- [REQUIREMENT]: Could you rewrite the material below, from the line with "Locate the black side" up to and including its last line, keeping the request lines unchanged and shifting every point coordinate in the answers by adding 39 to it?

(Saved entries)
[Start]

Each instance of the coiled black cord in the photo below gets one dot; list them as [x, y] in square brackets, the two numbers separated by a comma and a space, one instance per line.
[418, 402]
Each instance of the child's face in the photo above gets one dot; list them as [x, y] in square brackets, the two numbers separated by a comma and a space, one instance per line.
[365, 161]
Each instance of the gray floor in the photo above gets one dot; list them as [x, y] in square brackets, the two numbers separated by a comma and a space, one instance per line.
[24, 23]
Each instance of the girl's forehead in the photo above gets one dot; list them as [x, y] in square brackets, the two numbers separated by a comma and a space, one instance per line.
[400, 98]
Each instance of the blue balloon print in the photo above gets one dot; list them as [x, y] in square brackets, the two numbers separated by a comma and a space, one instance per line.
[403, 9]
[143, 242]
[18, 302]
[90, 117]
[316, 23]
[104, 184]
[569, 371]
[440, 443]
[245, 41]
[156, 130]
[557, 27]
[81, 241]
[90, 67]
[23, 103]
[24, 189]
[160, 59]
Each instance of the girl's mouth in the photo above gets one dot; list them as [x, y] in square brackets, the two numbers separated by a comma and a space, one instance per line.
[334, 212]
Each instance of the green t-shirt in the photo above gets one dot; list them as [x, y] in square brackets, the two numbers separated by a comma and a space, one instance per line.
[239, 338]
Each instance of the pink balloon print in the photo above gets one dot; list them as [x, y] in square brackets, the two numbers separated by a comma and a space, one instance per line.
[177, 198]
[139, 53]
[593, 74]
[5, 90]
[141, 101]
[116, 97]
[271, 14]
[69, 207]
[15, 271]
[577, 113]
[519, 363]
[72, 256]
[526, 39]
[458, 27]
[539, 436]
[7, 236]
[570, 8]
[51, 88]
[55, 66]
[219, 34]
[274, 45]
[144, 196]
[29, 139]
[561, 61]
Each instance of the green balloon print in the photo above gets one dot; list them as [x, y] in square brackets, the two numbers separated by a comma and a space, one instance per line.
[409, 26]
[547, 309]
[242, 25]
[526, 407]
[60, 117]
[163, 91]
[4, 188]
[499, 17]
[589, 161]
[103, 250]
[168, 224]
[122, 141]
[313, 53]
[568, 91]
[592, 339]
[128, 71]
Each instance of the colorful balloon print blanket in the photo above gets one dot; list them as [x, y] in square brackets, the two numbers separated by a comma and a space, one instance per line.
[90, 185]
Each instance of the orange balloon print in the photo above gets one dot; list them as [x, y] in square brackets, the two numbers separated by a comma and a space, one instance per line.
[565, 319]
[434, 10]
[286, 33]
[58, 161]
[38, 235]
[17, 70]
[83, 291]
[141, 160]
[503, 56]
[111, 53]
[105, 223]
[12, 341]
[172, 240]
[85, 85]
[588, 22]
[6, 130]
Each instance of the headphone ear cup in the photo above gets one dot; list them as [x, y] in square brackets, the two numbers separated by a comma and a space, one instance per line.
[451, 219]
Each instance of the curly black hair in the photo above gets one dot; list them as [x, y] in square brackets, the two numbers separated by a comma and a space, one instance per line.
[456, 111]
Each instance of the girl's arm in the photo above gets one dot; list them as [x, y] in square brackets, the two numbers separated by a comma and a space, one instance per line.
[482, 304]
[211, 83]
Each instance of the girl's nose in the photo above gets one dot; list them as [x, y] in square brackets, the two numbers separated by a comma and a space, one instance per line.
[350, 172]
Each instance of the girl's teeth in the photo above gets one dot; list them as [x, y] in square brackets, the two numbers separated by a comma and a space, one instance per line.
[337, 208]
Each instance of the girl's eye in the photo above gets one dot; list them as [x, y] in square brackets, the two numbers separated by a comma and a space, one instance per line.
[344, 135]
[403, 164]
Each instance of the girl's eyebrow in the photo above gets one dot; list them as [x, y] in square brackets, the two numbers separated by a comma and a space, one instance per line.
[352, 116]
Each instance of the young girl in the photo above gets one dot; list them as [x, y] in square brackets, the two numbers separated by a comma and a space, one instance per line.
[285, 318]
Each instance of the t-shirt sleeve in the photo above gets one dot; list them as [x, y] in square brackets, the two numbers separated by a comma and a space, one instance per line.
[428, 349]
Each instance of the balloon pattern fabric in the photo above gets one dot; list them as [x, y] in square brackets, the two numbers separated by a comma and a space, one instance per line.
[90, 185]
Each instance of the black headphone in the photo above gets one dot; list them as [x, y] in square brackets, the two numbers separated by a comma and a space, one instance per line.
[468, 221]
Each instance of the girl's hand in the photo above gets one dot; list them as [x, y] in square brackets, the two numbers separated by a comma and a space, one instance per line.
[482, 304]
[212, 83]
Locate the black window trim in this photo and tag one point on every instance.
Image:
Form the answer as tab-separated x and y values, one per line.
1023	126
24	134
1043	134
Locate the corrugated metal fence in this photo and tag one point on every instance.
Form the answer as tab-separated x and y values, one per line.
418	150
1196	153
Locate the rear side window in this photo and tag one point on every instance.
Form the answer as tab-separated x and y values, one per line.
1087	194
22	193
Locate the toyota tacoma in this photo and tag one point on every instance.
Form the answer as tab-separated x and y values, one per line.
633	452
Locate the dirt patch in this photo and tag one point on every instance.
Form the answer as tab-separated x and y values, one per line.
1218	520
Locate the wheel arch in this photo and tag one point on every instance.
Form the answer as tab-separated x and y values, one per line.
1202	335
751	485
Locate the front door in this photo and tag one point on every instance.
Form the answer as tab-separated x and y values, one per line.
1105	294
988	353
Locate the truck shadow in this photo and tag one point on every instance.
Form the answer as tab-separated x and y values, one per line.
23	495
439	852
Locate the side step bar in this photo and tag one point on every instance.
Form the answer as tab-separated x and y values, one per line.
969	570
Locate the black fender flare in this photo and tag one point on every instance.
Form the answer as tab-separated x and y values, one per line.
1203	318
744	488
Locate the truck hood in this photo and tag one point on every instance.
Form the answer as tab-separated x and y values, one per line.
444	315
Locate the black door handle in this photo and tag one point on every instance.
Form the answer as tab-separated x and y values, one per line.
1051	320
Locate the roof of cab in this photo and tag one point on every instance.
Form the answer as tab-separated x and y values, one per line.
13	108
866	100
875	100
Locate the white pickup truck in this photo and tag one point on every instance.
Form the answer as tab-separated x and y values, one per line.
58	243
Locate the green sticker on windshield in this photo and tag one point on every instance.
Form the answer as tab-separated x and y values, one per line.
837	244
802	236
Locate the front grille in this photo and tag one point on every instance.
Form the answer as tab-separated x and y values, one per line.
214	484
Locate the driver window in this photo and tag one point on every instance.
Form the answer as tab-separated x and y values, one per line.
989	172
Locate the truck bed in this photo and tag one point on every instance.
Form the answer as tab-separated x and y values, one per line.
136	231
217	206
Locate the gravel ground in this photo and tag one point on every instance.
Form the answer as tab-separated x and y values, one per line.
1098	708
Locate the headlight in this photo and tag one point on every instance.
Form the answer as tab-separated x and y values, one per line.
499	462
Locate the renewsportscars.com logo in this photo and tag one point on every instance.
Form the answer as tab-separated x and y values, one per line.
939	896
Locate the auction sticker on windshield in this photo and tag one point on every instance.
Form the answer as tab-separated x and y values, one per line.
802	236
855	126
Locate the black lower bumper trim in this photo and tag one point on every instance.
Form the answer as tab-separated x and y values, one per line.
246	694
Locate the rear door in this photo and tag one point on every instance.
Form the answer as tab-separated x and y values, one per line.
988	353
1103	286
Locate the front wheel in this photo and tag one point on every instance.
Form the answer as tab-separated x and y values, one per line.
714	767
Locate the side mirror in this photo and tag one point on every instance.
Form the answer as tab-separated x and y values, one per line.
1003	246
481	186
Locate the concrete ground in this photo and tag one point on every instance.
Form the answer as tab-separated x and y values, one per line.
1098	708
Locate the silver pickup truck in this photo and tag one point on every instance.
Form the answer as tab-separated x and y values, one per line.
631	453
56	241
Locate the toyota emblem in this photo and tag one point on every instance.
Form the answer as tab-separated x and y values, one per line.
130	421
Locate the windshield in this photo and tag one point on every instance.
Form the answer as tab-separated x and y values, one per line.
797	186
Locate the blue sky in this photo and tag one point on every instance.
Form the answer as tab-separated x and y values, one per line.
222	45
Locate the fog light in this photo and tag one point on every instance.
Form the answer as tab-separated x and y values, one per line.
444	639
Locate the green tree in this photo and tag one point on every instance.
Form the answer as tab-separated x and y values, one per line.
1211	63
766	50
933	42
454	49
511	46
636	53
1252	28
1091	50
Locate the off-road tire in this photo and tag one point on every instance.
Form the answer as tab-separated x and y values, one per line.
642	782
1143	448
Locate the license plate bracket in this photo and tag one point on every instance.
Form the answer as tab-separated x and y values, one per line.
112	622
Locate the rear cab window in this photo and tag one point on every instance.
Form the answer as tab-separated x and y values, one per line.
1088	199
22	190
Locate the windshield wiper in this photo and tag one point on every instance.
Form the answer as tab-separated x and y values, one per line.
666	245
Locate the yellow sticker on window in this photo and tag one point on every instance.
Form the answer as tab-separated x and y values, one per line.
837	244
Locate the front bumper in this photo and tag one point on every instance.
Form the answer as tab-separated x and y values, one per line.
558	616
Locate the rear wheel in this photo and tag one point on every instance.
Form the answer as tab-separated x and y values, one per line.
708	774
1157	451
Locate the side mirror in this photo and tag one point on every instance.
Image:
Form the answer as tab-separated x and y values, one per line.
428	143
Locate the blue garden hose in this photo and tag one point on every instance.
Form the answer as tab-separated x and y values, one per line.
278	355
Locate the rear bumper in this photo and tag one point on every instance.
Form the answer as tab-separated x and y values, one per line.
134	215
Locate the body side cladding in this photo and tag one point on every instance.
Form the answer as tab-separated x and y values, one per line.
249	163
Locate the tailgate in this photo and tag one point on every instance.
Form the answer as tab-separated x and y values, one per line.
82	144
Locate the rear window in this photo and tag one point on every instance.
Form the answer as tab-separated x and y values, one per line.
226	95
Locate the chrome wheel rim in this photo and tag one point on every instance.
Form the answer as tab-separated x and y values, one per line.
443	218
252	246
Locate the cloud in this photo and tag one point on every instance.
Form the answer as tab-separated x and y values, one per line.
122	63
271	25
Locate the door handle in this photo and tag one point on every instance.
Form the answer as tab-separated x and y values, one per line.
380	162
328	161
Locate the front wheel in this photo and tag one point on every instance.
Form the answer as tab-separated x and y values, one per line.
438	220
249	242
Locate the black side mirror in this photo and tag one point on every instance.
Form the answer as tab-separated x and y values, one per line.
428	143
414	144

[End]

- [REPLY]:
Locate the black side mirror in this photo and tag one point on every instance.
Form the answer as tab-separated x and y values, one per line.
467	182
453	183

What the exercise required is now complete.